* [Required actions]:
#1 In the text on banking and investing trends, whose customer base doubled over the past 12 months?
#2 List every factor that the text on banking and investing trends gives as a driver of the boom in investing.

* [Text block]:
========================================

The incumbents should take note of the newcomers' commitment to holistic propositions and excellent customer experience — there's a lot they could learn.

Providers are going to have to work harder

Historically, banks have competed on interest rates and relied on customer apathy to attract new depositors and maintain existing account holders' loyalty — but the state of their balance sheets and central bank rates, means they now can't afford to do that even if they wanted to. So they need to be creative.

Halifax, Nationwide and Natwest have turned to prize draws as an alternative, however these accounts from high-street providers come with baffling arrays of conditions and are rarely suitable for those with larger sums to deposit.

At the same time, newer providers like Plum, Chip and Hyperjar have built entire propositions centred on savings, but which also offer a wide range of tools and features to make users' money work harder for them.

They might be relatively small for now, but they have seen significant increases in customer numbers over the past 12 months — Plum's customer base doubled. The incumbents should take note of the newcomers' commitment to holistic propositions and excellent customer experience — there's a lot they could learn.

Investment habits will change

The boom in investing has been driven by a perfect storm of; people having more money available to invest (and lose), more time to research products and services, the stock markets breaking records, and new apps and websites coming to market that make trading easier.

The balance of these elements will change over the next 12 months as national economies ride out the next phase of the pandemic, new investors learn more about how investing works, and newer investment products mature — or don't.

========================================

* [Supplied material]:
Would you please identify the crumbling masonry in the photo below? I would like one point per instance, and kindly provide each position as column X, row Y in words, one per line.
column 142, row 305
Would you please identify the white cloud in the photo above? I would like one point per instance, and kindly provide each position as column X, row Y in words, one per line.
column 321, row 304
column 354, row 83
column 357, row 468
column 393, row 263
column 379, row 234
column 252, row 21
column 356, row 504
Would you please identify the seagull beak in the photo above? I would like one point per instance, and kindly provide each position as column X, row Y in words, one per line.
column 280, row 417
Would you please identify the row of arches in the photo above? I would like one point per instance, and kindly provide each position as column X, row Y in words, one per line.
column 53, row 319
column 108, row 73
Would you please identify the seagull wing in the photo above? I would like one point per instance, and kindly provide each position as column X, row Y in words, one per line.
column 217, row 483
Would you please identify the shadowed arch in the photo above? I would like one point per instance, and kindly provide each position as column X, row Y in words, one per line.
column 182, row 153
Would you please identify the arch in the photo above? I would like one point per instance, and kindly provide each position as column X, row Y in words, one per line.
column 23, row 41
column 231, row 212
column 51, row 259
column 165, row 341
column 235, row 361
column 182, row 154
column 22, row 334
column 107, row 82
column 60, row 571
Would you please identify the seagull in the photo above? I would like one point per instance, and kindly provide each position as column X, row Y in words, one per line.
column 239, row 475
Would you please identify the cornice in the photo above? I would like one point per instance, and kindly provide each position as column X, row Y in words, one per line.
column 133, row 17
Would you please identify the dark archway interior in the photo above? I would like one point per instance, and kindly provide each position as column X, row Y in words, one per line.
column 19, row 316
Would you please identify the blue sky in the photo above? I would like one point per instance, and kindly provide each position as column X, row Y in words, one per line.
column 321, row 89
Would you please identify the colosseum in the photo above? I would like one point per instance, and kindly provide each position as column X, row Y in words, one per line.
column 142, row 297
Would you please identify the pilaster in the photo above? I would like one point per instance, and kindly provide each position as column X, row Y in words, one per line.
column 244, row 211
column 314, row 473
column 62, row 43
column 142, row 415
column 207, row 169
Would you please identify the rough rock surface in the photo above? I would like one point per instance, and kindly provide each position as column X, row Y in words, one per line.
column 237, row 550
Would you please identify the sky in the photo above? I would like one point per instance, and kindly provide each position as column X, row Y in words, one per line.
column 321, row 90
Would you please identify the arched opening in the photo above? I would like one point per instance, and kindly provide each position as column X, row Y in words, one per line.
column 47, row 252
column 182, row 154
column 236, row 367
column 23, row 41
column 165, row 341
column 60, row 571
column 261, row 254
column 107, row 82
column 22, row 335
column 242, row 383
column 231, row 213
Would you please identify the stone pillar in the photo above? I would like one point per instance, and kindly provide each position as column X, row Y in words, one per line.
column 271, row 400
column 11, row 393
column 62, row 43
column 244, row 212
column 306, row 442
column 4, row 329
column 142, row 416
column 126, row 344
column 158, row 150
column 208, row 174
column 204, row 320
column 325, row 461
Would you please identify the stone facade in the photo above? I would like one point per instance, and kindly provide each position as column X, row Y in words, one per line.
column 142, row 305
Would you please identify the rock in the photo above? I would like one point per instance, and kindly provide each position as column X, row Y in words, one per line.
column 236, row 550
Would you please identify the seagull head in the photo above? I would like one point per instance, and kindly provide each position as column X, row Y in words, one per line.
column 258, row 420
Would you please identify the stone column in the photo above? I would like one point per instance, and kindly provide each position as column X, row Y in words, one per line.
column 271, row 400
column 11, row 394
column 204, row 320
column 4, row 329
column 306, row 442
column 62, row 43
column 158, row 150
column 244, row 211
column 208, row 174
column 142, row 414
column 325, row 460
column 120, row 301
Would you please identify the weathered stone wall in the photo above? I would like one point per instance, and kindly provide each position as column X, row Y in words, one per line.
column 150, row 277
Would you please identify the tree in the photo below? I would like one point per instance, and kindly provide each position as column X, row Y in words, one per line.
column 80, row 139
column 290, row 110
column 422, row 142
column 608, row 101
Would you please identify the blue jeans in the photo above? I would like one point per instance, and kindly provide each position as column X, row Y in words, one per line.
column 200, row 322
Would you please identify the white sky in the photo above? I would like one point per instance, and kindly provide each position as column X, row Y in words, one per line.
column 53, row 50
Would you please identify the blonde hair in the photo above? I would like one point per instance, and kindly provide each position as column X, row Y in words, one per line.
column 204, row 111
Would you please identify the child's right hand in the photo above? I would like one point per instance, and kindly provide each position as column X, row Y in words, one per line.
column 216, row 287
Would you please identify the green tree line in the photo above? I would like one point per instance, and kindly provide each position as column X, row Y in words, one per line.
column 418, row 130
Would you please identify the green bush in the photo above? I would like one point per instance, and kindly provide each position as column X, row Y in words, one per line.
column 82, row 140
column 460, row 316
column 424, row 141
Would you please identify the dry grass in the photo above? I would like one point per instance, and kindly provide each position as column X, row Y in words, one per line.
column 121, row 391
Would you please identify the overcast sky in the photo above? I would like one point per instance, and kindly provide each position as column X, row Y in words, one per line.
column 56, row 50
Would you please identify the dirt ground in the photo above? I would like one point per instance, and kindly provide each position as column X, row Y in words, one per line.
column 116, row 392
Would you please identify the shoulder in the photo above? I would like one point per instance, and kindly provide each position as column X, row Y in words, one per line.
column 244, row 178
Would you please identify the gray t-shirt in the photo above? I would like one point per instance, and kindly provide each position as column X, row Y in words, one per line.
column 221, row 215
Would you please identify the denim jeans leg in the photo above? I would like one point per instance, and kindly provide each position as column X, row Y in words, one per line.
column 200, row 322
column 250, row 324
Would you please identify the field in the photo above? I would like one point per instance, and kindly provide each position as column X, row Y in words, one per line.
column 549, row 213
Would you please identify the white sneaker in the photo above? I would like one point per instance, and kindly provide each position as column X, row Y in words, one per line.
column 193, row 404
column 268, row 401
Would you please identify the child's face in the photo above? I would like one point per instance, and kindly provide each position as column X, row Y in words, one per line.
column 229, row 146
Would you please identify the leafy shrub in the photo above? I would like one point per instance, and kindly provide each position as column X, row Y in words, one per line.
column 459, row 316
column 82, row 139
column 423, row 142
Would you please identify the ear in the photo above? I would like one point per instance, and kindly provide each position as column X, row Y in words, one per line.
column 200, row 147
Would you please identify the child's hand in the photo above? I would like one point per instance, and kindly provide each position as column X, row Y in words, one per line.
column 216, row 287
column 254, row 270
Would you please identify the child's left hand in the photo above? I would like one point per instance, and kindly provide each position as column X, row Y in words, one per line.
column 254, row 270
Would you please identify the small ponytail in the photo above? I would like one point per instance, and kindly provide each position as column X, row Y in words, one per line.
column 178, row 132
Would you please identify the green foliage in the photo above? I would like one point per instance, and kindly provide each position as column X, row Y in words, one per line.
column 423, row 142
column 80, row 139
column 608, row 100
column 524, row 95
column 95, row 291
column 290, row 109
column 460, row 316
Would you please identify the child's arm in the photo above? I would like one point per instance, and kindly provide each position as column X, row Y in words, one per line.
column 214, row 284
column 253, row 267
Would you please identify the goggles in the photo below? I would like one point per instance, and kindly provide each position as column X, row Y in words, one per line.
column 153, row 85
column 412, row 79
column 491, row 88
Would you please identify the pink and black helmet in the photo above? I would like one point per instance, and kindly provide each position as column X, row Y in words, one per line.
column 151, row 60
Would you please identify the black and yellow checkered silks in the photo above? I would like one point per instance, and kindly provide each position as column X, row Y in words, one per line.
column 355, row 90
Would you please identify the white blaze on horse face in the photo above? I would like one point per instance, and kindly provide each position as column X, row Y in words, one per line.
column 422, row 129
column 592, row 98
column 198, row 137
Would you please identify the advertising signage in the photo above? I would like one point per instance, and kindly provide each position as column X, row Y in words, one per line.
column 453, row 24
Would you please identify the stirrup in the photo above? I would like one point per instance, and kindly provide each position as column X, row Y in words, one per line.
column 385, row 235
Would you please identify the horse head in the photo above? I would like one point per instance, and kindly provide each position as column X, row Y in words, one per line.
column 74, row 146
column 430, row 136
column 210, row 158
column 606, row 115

========================================

* [Answers by task]:
#1 Plum's customer base doubled.

#2
- People having more money available to invest (and lose)
- More time to research products and services
- The stock markets breaking records
- New apps and websites coming to market that make trading easier